> EXCERPT
==============================
Disbarred Md. lawyer accused in N.J. of practicing medicine

February 13, 1992|By Michael Ollove | Michael Ollove,Staff Writer Staff writer Jay Apperson contributed to this article.

A Randallstown lawyer disbarred for stealing more than $54,000 from a client in 1989 now faces a charge in New Jersey of practicing medicine without a license at a medical clinic he and his wife opened last month.

If convicted, Fred Kolodner, 66, could be sentenced to five years in prison and a fine of $7,500, Atlantic County Prosecutor Jeffrey Blitz said. Mr. Kolodner is free pending trial.

The charge stems from the opening last month of the Kolodner Medical Center on North Main Street in tiny Pleasantville, N.J., near Atlantic City.

Mr. Kolodner and his wife, Deborah, approached Pleasantville officials last year about the idea of starting a medical clinic near a housing complex for the elderly.

The officials welcomed the idea, and gave the Kolodners two interest-free loans worth $20,000 to help with renovations.

Pleasantville Mayor George Dix and City Administrator Andrew Salerno said Mrs. Kolodner claimed experience in running four medical clinics in Baltimore.

They also said that credit reports from Baltimore and a check with the Baltimore Police Department revealed no problems.

Whether Mrs. Kolodner operated any medical clinics in the Baltimore area remains unclear.

The name of her firm, she told Pleasantville officials, was D. K. Medical Services. In the Baltimore telephone book, D. K. Medical Services is listed with the same address as the couple's Randallstown rancher, a house that neighbors say has been empty and for sale for more than a year.

Pleasantville officials also were unaware that Mr. Kolodner had been disbarred and convicted of theft.

The officials said they were happy to have a new business venture in town during a recession, impressed with the expensive medical equipment they watched being installed and optimistic when the clinic opened on Jan. 16.

Their concerns, they said, began later that month when they learned that the clinic, seemingly awash in money, would not pay off on a $8,000 note due the city Feb. 1.

Mayor Dix said his suspicions led to some further checking on the clinic. The mayor said he discovered that the clinic's two "doctors" -- the medical director and the associate director -- were not licensed to practice medicine in New Jersey. The mayor said he passed that information on to the prosecutor's office, which began its own investigation.

Last Friday, after a search of the clinic, Mr. Kolodner was arrested and charged with practicing medicine without a license. Mr. Blitz, the prosecutor, refused to disclose what Mr. Kolodner is alleged to have done.

Also charged were the medical director and the associate director. Mrs. Kolodner has not been arrested. The clinic had remained open until yesterday morning when it was closed by the New Jersey Health Department, Mayor Dix said.

Conviction in New Jersey could expose Mr. Kolodner to additional prison time in Maryland, where his four-year prison term for bilking a client was suspended contingent on his good behavior during 18 months of probation.

In that case, Mr. Kolodner pleaded guilty to the theft of insurance money due an elderly woman who had hired him after her East Baltimore house burned down.

Mr. Kolodner was disbarred in Maryland in January 1991.
==============================
> DATA SECTION
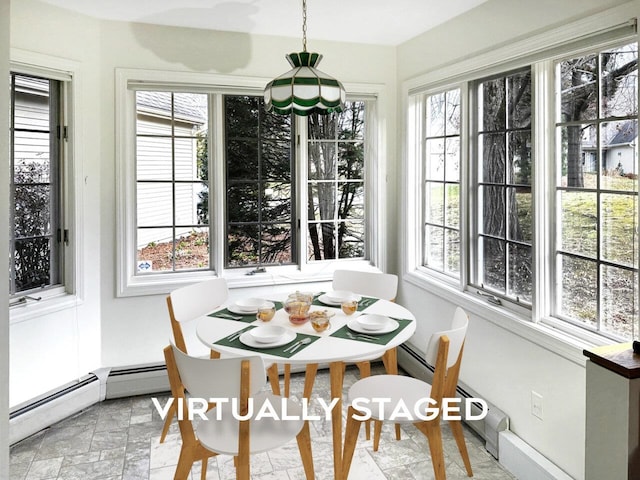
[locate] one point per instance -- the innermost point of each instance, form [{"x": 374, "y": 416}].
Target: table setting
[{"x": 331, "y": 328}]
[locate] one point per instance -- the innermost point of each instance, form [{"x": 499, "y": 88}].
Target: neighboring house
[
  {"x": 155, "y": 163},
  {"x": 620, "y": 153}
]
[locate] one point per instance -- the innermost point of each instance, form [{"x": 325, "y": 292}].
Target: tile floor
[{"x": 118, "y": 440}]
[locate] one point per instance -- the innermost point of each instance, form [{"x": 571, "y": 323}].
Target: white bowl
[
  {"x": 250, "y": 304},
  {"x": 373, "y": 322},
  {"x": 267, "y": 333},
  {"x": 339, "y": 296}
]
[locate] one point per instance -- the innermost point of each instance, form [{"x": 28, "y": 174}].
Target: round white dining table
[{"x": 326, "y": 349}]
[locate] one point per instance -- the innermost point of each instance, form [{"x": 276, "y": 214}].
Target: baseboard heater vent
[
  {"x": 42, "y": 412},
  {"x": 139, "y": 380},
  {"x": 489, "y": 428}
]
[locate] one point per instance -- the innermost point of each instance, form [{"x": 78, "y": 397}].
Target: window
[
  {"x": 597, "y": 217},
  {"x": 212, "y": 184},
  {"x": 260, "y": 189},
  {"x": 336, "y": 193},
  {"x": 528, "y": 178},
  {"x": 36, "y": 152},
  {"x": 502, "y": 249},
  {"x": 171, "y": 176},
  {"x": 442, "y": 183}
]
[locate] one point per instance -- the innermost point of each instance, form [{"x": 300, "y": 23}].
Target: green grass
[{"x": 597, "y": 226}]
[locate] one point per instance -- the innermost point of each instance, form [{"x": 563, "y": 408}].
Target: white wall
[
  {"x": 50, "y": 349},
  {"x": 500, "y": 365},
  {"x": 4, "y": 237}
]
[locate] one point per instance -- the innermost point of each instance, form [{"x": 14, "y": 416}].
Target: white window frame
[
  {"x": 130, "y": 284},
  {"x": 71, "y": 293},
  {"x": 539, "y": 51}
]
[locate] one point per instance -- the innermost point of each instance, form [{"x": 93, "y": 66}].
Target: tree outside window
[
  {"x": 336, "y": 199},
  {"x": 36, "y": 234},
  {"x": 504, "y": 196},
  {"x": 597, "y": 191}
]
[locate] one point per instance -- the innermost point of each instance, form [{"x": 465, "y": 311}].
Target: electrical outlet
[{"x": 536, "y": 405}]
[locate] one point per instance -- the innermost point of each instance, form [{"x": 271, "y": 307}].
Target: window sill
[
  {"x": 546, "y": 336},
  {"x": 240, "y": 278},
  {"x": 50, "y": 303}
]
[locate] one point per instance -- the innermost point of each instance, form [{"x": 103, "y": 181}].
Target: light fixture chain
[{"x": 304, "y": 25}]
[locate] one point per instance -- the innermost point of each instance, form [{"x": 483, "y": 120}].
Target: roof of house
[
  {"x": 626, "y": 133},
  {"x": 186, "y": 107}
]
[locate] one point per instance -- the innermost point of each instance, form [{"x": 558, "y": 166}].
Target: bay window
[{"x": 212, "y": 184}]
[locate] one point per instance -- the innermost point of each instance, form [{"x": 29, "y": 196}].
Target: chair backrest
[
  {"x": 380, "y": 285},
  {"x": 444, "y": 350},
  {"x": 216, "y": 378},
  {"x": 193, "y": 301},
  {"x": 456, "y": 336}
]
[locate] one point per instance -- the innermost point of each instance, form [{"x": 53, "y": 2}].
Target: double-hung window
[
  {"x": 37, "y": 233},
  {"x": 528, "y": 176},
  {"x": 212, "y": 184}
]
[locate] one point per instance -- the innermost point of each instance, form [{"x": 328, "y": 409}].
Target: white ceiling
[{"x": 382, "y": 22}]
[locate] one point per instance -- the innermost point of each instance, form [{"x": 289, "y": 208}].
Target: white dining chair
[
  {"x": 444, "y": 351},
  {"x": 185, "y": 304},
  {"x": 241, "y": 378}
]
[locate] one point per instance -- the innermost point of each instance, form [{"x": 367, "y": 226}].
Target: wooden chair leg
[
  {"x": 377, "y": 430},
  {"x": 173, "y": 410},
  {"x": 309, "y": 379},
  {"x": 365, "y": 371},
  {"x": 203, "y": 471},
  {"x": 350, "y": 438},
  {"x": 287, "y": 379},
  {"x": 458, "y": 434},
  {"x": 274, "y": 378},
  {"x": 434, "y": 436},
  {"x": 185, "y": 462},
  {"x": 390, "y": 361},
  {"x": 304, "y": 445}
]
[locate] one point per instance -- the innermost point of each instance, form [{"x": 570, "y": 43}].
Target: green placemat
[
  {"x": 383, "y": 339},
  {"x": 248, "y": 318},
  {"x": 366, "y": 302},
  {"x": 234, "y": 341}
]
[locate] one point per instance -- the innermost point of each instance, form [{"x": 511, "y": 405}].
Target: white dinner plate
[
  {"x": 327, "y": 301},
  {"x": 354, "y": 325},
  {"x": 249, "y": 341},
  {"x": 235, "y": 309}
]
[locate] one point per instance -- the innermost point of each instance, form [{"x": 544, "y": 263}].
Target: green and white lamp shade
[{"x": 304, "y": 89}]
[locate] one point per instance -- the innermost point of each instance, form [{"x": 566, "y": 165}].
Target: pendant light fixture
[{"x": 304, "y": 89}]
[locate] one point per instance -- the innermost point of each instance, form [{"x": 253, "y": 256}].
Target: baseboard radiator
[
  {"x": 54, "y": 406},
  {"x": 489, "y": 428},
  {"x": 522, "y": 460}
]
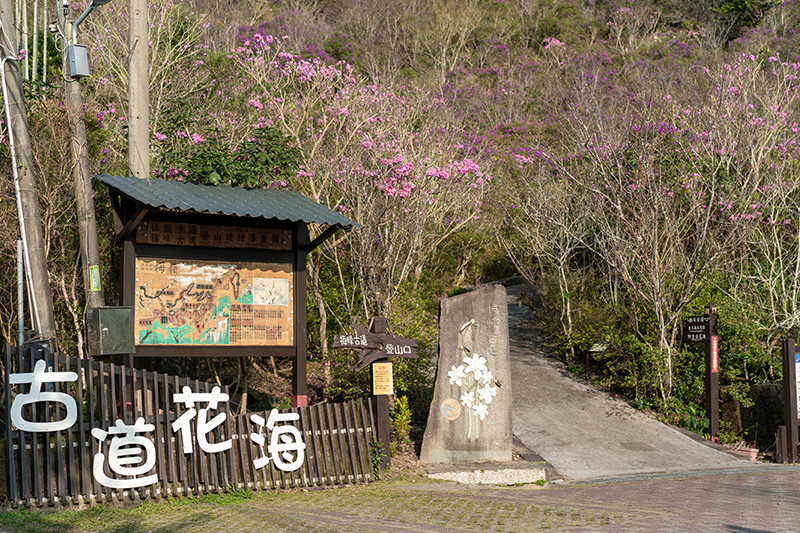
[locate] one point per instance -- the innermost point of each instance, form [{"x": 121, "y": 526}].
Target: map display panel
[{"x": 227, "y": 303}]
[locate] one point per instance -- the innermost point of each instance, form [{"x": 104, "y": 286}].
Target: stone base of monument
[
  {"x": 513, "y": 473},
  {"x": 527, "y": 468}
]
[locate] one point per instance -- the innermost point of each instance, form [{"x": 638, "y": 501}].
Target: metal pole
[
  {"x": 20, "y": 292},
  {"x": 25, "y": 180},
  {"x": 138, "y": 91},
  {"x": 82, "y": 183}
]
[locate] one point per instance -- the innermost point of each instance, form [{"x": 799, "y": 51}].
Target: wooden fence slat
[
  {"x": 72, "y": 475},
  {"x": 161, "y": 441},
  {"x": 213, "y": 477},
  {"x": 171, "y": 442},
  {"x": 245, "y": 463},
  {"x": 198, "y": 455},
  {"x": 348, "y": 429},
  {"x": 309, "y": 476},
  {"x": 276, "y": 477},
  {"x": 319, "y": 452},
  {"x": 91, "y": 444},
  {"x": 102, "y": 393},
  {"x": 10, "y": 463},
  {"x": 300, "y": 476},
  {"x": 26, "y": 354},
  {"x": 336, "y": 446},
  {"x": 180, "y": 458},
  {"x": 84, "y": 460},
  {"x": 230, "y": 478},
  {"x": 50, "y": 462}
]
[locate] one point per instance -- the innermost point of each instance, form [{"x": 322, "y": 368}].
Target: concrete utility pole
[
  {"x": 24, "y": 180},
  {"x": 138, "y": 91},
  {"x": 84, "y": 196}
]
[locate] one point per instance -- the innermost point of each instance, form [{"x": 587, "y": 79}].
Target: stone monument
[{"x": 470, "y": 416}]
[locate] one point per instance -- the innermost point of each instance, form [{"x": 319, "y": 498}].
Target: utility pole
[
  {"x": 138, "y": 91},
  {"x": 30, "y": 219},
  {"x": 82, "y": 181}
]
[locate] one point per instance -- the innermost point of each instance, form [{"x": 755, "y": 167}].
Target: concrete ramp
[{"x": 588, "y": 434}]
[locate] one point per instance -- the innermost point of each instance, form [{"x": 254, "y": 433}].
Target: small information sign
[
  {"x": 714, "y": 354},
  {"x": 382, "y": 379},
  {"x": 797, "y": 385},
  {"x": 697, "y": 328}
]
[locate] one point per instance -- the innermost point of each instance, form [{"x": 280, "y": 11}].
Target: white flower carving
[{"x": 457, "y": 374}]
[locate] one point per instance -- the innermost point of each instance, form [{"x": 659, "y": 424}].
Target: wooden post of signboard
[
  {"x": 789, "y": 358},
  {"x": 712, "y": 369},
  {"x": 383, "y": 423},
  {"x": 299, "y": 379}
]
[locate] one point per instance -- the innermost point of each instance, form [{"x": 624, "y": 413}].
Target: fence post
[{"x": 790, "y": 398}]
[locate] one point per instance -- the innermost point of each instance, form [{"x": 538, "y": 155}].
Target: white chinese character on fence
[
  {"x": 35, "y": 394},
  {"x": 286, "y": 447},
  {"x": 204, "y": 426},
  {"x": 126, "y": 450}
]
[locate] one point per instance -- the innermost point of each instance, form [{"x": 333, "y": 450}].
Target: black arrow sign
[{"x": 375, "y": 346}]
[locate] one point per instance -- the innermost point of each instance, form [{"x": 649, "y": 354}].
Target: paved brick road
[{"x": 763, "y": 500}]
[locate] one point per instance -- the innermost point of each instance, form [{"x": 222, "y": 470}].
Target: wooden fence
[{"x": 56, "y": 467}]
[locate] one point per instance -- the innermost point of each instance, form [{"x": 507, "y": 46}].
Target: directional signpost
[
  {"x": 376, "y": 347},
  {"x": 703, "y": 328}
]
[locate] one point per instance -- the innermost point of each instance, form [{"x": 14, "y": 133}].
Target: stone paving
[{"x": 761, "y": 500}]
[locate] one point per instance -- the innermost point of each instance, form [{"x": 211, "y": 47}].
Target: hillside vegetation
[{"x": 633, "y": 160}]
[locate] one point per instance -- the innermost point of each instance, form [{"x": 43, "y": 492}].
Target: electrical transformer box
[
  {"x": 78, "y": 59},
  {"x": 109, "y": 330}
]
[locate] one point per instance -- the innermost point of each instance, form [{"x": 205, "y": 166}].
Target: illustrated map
==============================
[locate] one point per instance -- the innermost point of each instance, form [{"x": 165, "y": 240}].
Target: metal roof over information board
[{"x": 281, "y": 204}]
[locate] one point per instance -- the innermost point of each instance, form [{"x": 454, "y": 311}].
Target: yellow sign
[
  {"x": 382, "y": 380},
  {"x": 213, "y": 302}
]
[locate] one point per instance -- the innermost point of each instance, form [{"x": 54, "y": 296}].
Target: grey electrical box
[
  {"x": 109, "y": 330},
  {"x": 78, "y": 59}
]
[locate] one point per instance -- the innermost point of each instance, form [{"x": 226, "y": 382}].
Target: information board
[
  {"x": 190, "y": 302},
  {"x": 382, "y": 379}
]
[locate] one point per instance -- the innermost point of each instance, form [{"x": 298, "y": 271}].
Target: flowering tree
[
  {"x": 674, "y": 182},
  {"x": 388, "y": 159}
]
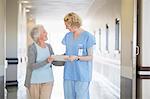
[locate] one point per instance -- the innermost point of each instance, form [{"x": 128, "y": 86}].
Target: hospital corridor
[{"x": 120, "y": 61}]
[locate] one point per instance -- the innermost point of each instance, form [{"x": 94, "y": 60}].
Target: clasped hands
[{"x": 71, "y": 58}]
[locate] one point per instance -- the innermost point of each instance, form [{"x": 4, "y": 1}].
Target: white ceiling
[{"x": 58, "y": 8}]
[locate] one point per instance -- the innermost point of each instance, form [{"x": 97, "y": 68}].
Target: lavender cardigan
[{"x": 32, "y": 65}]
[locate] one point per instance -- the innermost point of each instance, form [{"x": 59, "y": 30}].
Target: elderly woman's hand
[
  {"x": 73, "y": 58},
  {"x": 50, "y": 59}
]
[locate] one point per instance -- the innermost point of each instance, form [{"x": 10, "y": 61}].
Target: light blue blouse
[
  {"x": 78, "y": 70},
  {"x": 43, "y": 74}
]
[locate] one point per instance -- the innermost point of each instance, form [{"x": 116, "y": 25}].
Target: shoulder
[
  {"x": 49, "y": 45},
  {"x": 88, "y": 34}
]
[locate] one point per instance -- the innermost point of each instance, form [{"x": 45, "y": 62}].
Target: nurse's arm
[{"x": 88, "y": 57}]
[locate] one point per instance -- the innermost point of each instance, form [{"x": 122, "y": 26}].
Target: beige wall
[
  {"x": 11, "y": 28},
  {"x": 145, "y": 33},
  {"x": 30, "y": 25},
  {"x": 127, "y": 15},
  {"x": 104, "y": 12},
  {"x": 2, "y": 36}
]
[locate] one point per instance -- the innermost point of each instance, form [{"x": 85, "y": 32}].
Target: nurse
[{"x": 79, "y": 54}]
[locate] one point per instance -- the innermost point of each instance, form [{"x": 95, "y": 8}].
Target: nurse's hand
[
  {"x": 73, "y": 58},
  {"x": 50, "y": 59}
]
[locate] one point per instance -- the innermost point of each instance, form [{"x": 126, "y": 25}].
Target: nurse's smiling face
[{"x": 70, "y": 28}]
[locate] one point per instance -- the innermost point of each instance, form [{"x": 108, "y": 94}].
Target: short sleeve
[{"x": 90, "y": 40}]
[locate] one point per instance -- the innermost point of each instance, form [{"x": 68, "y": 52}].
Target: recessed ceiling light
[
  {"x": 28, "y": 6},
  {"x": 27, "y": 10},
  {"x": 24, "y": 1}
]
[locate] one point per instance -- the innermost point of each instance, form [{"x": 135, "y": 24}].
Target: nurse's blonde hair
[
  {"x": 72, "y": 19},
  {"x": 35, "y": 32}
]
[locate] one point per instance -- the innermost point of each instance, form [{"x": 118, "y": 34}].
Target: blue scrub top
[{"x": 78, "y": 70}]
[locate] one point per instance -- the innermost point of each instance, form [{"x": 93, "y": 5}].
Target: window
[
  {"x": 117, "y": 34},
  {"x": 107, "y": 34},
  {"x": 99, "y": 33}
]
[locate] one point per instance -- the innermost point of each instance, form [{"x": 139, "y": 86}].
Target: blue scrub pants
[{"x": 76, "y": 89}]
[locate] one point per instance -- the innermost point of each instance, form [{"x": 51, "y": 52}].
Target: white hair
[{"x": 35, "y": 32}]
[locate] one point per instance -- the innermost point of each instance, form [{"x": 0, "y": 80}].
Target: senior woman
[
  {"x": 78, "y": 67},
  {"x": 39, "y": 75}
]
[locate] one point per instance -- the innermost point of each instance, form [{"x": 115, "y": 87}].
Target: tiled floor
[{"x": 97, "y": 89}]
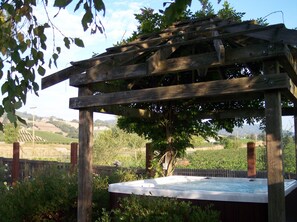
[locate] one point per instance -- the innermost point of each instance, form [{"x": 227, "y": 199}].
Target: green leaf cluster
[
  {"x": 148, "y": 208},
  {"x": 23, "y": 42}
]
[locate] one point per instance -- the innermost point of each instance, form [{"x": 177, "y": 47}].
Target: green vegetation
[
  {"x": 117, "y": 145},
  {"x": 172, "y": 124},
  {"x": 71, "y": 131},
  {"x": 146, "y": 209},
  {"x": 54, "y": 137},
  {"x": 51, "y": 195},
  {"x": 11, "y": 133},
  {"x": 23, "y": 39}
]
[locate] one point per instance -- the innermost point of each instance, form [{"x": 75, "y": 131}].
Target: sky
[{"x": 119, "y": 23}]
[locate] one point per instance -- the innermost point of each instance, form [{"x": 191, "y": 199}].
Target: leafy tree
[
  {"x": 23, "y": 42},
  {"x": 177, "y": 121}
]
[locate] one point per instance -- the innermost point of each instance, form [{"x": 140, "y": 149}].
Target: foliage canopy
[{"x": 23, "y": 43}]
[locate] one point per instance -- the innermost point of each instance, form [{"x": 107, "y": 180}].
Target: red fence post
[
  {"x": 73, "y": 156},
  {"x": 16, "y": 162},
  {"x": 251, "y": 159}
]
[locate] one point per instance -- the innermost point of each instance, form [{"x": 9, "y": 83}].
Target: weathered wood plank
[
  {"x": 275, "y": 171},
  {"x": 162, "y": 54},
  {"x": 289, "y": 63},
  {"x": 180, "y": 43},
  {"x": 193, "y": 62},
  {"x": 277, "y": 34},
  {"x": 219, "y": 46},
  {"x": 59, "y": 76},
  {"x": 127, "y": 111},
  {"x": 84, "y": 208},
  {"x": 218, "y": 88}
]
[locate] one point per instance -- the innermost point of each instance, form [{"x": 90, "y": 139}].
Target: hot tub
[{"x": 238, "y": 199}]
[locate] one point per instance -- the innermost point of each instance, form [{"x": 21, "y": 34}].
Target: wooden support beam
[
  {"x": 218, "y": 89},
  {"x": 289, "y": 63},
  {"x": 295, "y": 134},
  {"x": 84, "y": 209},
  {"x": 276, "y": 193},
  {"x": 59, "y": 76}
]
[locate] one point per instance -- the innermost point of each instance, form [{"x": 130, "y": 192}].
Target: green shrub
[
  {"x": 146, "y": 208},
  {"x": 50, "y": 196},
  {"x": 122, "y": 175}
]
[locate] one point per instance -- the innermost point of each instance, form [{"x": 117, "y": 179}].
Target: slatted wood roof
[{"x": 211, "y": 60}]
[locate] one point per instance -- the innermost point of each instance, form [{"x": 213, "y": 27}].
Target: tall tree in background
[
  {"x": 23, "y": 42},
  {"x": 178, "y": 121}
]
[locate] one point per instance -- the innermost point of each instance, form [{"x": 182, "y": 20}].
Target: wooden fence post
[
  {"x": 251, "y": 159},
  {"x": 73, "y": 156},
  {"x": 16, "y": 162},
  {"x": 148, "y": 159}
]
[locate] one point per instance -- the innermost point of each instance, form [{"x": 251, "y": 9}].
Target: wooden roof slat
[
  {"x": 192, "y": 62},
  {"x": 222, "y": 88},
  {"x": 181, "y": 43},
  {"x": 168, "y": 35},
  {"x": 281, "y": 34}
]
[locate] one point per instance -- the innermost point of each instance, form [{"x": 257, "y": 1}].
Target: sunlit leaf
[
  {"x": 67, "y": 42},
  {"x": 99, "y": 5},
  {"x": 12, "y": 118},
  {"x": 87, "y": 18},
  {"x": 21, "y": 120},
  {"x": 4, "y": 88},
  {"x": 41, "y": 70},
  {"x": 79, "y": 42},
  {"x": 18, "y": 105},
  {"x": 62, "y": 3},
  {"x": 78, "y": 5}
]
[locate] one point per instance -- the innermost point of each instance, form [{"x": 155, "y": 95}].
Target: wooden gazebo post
==============================
> WORK TO BE COMPLETED
Write out the part of the article on the disbarred lawyer between "Conviction in New" and "in January 1991.", inclusive, swapping "bilking" for "cheating". This data comes from a different source than the article.

> OUTPUT OF THE TASK
Conviction in New Jersey could expose Mr. Kolodner to additional prison time in Maryland, where his four-year prison term for cheating a client was suspended contingent on his good behavior during 18 months of probation.

In that case, Mr. Kolodner pleaded guilty to the theft of insurance money due an elderly woman who had hired him after her East Baltimore house burned down.

Mr. Kolodner was disbarred in Maryland in January 1991.